-- Exercise requirements --
**1.** In the Great Ormond Street hospital history, why did William Henry Barry add a £40,000 Trust Fund to his gift? Answer in one to three sentences.
**2.** Continue the Great Ormond Street hospital chapel history from its last sentence.

In 1875, a new hospital building was opened to meet the demand from ever-increasing patient numbers and the rapid advance in knowledge and treatment of childhood disease. This magnificent structure contained a department for outpatients, an operating theatre, a dispensary, accommodation for 104 in-patients, kitchens, and new offices. Hospital buildings, however (at least at Great Ormond Street), don’t last for ever, and the only part of the 1875 building to survive today is the hospital chapel.

This beautiful building was the gift of an anonymous donor and built two years before the official opening of the new hospital. The generous donor was in fact Mr. William Henry Barry, who provided the Chapel as a memorial to his wife Caroline, who had died the previous year. The architect was his relative, Edward Barry, R.A. (third son of the architect of the Houses of Parliament). William Barry endowed the Hospital a Trust Fund with an additional £40,000, to pay the salary of the chaplain and to keep the building in good repair. Two conditions attached to the endowment were that at least one service should be held each week, and that the service should be conducted in accordance with the Book of Common Prayer of the Church of England.

(Natural language region descriptions)
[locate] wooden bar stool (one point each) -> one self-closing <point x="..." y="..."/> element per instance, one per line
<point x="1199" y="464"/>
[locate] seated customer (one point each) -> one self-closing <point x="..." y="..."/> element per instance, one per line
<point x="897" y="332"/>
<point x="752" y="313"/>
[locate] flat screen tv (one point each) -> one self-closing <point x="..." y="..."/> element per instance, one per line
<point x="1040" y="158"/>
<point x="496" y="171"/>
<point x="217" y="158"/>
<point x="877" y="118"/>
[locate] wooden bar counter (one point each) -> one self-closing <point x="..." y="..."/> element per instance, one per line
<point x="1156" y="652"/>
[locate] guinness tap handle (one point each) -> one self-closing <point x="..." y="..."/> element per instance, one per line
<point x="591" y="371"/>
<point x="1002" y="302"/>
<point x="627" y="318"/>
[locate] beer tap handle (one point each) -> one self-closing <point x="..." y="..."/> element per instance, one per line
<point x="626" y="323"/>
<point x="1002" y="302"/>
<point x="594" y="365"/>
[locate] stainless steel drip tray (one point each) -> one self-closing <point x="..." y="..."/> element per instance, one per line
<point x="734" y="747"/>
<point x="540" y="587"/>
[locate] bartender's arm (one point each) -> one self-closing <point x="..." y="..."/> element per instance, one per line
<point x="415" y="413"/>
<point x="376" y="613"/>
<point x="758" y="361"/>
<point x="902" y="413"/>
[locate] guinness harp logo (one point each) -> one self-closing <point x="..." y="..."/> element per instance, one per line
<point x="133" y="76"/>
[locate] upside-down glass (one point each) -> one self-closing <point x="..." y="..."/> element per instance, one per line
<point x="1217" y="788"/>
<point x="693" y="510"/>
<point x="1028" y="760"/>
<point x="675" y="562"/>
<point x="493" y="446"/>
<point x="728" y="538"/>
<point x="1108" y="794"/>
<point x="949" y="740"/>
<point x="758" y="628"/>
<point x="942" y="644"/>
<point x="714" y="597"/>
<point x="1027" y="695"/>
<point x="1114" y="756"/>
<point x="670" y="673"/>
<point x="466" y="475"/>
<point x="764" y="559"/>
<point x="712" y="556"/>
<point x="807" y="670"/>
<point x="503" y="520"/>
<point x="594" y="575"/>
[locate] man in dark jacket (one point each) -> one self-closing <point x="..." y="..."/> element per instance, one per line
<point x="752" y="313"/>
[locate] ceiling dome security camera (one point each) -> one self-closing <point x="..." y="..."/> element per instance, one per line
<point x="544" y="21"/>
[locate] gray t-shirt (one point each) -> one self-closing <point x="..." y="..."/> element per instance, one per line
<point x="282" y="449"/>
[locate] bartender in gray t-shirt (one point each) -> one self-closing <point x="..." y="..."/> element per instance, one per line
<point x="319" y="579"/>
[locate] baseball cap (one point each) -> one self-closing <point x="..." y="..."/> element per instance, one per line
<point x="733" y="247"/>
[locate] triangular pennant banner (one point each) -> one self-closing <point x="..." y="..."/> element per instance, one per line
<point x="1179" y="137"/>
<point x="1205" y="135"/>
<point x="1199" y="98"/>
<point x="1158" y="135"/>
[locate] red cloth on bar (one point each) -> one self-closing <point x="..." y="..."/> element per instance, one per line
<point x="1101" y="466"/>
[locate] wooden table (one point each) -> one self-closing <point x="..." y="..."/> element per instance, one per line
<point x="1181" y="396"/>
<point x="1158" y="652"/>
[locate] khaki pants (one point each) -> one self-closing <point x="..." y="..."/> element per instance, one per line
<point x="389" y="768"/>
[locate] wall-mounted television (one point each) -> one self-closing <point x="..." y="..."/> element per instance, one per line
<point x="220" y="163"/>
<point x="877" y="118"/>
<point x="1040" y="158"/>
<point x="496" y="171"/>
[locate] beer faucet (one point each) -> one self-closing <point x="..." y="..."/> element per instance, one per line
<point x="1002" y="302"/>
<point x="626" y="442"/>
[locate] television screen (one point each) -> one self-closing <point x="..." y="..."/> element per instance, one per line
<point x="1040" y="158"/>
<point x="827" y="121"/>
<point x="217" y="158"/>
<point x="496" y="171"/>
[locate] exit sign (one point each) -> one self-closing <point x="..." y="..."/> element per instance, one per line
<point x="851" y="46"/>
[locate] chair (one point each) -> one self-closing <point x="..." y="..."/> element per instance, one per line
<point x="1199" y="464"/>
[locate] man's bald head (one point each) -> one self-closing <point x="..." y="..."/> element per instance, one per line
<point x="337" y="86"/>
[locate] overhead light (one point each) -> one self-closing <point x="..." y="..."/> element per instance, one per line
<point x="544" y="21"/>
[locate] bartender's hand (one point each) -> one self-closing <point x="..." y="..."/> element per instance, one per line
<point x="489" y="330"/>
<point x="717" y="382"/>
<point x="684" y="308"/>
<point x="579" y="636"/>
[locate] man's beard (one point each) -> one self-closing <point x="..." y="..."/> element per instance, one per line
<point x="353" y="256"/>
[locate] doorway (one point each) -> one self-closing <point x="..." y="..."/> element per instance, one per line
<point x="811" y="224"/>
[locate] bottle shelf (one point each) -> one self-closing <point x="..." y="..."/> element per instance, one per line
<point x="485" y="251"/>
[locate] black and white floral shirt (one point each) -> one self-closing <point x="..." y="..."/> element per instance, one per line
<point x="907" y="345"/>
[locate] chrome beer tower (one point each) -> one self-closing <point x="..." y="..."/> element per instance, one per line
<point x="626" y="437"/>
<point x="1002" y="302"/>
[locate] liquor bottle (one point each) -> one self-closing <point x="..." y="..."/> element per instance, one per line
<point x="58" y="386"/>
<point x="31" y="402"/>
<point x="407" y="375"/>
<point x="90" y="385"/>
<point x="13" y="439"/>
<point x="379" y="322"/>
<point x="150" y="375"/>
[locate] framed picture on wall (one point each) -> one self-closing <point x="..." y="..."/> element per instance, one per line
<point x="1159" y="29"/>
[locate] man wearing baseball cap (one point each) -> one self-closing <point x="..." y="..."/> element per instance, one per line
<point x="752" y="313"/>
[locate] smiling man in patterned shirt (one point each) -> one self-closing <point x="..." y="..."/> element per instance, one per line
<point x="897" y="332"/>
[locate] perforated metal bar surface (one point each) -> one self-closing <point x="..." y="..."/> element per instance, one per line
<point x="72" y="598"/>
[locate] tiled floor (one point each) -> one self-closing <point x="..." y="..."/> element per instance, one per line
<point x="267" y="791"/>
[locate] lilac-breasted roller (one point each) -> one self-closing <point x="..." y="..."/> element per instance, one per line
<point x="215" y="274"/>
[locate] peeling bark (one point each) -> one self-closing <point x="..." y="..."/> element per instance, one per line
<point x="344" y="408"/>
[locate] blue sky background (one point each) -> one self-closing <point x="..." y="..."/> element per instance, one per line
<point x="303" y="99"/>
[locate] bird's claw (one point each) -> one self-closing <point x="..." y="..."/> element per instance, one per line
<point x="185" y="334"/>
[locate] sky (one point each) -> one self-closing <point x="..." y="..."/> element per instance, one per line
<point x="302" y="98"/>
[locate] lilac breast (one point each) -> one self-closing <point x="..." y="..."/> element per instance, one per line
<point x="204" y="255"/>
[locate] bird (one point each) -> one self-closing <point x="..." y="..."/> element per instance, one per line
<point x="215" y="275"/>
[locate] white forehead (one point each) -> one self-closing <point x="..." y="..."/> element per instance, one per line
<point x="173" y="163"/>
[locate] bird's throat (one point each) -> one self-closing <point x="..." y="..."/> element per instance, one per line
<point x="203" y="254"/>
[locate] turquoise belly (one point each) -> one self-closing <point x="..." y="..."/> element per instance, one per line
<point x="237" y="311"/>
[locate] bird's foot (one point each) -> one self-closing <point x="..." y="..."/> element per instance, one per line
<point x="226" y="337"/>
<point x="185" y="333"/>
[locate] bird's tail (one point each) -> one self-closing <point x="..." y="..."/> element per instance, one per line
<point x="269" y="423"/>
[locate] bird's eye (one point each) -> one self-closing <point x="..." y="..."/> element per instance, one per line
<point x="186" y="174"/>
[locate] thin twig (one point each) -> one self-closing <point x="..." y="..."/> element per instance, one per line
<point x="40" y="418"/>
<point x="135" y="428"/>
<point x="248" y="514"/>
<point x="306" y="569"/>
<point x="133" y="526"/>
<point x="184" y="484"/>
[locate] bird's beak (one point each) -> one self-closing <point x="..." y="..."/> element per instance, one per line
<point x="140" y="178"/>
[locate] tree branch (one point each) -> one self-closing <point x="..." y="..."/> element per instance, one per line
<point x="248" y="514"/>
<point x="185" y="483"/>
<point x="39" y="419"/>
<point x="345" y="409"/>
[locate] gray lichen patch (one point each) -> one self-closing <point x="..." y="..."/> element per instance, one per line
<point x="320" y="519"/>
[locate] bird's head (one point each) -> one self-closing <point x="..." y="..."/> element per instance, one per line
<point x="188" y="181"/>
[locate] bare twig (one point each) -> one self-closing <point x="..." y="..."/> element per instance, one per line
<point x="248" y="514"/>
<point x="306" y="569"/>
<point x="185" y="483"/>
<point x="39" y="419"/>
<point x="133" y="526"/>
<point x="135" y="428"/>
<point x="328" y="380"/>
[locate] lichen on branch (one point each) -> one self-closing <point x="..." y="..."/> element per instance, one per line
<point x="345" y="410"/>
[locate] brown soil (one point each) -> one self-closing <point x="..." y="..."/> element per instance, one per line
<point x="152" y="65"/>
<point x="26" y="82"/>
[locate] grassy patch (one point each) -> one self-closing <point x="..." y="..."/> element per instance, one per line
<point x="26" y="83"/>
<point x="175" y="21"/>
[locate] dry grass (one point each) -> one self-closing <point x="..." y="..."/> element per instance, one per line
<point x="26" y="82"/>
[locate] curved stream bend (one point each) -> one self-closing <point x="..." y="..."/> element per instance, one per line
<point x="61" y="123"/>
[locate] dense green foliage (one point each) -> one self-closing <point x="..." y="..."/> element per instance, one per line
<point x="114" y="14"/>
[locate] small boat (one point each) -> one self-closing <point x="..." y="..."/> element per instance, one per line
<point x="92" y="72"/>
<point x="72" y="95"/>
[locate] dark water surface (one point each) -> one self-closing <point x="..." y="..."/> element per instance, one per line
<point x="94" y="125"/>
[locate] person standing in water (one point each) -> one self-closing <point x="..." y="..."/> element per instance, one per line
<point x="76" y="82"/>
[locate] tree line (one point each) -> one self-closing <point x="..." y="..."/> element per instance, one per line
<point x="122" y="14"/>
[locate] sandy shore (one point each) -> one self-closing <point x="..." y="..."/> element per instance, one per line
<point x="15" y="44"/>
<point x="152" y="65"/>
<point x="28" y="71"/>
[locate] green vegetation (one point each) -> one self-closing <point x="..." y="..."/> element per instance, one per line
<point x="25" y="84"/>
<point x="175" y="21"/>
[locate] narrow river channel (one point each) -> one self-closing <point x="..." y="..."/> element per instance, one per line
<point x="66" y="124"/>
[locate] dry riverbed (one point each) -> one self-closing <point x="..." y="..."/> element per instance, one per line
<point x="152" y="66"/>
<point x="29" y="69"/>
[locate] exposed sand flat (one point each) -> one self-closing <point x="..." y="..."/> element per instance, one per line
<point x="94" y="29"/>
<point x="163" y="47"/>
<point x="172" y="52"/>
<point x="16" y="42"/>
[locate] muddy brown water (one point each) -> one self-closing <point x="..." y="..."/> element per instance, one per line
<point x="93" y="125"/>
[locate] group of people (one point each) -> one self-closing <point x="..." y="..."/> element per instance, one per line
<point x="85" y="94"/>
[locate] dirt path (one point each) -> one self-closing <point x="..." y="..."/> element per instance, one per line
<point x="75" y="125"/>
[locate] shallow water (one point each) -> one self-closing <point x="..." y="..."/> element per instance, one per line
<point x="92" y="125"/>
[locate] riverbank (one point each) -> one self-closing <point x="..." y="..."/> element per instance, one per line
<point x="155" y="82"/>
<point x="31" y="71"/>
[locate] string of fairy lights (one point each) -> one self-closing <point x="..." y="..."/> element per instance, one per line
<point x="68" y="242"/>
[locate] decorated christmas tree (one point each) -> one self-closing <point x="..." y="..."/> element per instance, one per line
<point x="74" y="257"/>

-- Exercise answers --
**1.** He endowed the Trust Fund to pay the chaplain's salary and to keep the chapel in good repair. Two conditions came with it: at least one service each week, conducted according to the Church of England's Book of Common Prayer.

**2.**
At first the Chapel was illuminated with candles from chandeliers hung from the ceiling but, unfortunately, the wax used to fall on the worshippers in the pews, and it was decided that the candles had to go. Thanks to the generosity of publishing magnate, Sir John Murray, electric light candles soon replaced the beeswax originals. The plinth on which the font stands (the gift of another publisher - Oliver Chadwyck-Healey) was made from the wood of the famous plane tree which stood in the garden of the original hospital buildings at 49 Great Ormond Street.

Over the years the chapel has been witness to the hopes, fears and prayers of patients, their families and the hospital staff. Christenings, funerals, services of thanksgiving, memorial services and carol services have punctuated the silent thoughts of visitors. In the 1920s and 1930s, patients - upset by the departure of visiting parents on Sundays - were whisked down for a spot of brisk hymn singing before going back to the ward for bread and extra jam.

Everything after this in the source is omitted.